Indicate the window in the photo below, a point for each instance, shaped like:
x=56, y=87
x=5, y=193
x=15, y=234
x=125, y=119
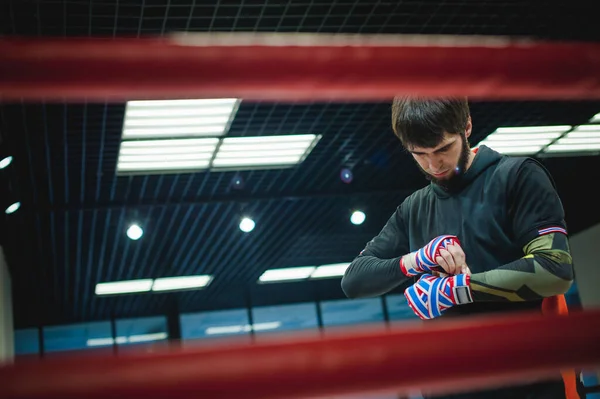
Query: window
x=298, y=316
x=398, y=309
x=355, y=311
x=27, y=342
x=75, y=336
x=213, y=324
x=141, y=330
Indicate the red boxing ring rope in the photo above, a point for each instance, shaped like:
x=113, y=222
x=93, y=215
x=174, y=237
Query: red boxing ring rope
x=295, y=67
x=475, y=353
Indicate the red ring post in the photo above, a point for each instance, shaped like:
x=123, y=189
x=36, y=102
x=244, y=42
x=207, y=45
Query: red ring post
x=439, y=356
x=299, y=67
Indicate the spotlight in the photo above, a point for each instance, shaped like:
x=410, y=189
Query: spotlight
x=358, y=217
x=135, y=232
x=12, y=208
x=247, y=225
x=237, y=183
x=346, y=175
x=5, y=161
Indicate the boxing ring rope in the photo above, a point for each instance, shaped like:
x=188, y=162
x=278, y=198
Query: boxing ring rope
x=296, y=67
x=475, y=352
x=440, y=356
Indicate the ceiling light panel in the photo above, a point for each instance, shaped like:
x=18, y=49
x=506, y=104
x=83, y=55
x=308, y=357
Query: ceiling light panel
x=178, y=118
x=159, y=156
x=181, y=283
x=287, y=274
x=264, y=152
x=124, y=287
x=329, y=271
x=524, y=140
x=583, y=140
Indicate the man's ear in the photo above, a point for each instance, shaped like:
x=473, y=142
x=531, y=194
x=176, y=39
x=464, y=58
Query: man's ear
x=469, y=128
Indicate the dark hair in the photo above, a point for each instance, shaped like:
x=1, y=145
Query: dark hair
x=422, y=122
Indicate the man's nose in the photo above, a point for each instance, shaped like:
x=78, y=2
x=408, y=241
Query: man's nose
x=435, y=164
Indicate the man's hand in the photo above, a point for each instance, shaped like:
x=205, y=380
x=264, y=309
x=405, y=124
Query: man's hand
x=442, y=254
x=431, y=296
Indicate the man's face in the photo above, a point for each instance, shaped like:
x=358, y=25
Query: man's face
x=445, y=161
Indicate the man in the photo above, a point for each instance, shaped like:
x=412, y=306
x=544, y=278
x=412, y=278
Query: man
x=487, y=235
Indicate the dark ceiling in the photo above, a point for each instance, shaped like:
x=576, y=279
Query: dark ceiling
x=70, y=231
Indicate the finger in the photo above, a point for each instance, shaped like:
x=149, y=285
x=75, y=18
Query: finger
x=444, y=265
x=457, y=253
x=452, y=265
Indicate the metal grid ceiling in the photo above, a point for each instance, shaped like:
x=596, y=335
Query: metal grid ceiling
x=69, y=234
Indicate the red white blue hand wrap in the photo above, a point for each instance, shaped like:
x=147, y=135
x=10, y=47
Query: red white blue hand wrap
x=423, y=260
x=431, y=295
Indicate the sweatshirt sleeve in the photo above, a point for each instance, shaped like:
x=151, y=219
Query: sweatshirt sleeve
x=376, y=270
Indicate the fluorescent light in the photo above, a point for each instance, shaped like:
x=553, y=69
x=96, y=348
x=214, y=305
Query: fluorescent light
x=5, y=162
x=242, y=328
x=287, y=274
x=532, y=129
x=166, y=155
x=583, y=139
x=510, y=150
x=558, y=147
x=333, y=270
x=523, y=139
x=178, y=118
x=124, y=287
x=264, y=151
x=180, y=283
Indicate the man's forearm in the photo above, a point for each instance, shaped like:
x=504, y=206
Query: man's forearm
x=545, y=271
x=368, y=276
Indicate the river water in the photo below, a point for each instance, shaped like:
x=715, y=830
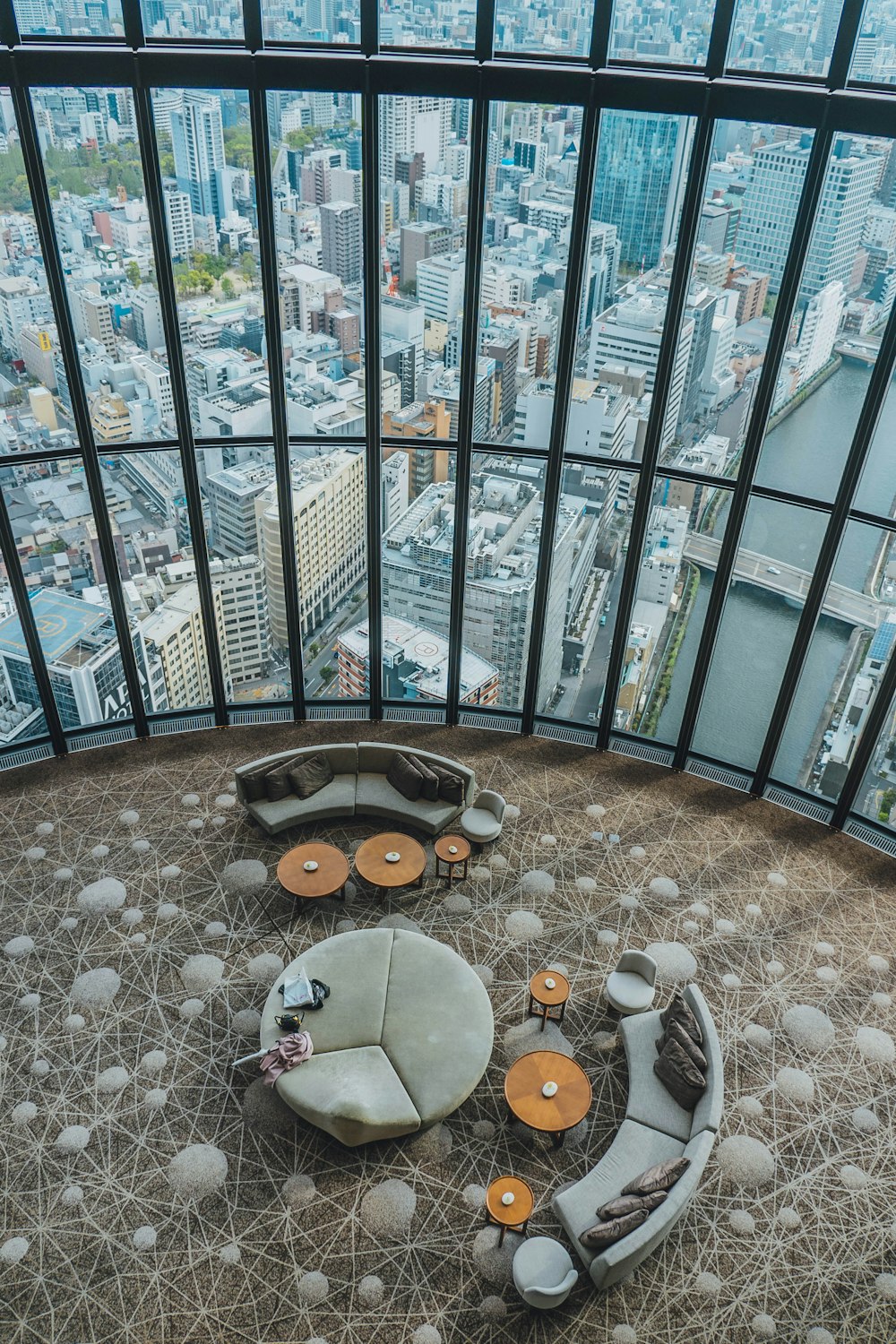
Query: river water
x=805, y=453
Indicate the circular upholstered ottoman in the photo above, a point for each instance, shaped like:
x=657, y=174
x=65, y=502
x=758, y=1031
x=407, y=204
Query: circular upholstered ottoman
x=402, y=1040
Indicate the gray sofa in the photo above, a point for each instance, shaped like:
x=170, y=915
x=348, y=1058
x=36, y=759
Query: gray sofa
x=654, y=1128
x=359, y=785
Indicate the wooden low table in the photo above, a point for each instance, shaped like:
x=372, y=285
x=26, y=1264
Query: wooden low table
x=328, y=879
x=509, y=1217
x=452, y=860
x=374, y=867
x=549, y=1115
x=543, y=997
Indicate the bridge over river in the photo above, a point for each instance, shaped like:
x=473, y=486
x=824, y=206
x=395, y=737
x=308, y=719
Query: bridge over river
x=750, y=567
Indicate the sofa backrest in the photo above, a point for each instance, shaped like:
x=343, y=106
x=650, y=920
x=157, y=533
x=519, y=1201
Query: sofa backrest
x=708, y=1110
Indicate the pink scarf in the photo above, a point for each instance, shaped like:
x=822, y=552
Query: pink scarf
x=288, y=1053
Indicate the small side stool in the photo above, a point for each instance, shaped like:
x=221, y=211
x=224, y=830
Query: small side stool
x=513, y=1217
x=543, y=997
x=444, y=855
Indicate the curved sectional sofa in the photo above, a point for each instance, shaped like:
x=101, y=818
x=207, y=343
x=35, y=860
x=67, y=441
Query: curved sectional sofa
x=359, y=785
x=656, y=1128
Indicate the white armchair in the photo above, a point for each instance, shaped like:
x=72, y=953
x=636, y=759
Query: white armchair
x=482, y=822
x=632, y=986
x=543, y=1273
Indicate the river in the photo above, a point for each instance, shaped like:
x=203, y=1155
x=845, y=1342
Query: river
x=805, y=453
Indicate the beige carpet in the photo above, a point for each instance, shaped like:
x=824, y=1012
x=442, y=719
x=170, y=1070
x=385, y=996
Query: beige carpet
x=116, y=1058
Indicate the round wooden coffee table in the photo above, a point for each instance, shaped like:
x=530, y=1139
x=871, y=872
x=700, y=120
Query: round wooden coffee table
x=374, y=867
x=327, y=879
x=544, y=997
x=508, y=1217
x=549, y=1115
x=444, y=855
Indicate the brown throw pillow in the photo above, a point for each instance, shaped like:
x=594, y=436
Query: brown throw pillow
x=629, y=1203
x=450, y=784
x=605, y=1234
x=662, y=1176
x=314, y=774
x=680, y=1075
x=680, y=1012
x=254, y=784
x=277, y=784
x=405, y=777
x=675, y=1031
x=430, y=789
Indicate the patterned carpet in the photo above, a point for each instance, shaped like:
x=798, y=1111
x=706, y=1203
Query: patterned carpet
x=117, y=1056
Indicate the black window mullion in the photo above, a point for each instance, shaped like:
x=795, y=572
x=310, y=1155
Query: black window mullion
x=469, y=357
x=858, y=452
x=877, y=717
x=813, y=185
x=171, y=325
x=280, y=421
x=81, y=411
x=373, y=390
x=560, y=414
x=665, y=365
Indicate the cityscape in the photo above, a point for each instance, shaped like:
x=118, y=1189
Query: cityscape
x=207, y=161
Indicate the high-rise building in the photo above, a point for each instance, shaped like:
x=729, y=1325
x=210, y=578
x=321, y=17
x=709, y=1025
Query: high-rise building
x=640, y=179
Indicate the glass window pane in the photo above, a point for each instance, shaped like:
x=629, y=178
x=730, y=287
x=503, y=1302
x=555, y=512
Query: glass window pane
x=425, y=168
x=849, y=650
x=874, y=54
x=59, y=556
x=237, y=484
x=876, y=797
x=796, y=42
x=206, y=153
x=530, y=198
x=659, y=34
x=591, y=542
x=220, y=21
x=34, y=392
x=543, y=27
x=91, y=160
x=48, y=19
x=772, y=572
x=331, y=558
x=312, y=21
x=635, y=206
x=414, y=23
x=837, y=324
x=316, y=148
^^^^
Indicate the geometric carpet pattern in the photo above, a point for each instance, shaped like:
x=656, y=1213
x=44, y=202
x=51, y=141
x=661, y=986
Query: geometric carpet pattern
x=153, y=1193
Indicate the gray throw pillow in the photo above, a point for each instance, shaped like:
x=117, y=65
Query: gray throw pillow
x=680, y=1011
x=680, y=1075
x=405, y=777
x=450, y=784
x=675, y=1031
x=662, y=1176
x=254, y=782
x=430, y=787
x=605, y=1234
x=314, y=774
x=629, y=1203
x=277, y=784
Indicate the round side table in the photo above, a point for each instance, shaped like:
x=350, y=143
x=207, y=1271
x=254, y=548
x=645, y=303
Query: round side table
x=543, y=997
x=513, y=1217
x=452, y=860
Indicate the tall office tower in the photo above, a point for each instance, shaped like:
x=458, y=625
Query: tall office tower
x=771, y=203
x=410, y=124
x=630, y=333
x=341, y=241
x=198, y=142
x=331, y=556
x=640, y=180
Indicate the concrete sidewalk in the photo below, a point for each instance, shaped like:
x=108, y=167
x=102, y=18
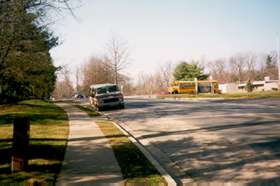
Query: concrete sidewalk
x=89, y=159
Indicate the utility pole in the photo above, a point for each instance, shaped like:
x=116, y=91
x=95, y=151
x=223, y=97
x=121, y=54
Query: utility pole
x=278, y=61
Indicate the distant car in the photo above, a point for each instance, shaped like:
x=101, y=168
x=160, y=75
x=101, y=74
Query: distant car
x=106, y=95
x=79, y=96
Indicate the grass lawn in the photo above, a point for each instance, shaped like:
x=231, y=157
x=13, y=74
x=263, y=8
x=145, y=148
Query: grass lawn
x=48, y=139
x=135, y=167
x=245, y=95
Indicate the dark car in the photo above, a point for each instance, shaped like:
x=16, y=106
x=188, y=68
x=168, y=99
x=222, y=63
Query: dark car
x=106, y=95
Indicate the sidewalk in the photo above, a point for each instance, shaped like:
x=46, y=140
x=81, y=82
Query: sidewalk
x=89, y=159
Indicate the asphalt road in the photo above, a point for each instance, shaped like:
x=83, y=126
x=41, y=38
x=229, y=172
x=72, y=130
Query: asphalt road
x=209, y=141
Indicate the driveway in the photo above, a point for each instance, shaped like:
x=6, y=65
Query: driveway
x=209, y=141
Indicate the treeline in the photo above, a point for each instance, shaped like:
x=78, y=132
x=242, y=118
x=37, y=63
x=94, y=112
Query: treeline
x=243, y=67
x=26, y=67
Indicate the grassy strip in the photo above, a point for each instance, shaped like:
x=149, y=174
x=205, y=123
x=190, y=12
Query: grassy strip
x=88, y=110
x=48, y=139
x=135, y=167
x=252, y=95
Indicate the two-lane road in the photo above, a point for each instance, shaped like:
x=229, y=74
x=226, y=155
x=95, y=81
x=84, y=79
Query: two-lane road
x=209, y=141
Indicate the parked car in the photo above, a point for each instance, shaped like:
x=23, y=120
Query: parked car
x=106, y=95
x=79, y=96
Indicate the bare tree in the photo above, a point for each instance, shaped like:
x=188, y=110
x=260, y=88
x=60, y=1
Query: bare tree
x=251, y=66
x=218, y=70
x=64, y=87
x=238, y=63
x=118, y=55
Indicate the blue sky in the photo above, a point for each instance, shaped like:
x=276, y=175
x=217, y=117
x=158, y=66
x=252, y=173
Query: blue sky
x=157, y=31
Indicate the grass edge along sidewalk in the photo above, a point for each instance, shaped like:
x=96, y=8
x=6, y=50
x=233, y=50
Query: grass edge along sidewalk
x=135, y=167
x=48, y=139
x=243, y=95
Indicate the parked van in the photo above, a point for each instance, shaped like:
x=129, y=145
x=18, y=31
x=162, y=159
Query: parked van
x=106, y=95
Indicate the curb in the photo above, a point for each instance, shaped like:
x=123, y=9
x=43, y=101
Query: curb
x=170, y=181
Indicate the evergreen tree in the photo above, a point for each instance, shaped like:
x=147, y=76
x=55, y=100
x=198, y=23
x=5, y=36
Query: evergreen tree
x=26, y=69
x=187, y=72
^^^^
Exercise: Set out the material as a numbered list, starting at the line that contains "Indicate the window" and ending at the line that contains "x=299, y=67". Skip blank lines and leave the pictures out.

Response below:
1. Indicate the window in the photo below, a point for each instance, shaped like:
2. x=56, y=87
3. x=5, y=193
4. x=15, y=234
5. x=125, y=119
6. Query: window
7. x=298, y=316
8. x=398, y=309
9. x=355, y=311
10. x=27, y=342
11. x=75, y=336
12. x=213, y=324
13. x=141, y=330
14. Indicate the red boxing ring rope in the photo above, a point for each instance, shaped like:
15. x=113, y=222
16. x=93, y=215
17. x=174, y=237
18. Query: red boxing ring rope
19. x=295, y=67
20. x=475, y=353
21. Indicate the red ring post in the photo above, a point for each instance, shaped like:
22. x=123, y=189
23. x=36, y=102
24. x=244, y=42
25. x=207, y=45
26. Query: red ring post
27. x=439, y=356
28. x=299, y=67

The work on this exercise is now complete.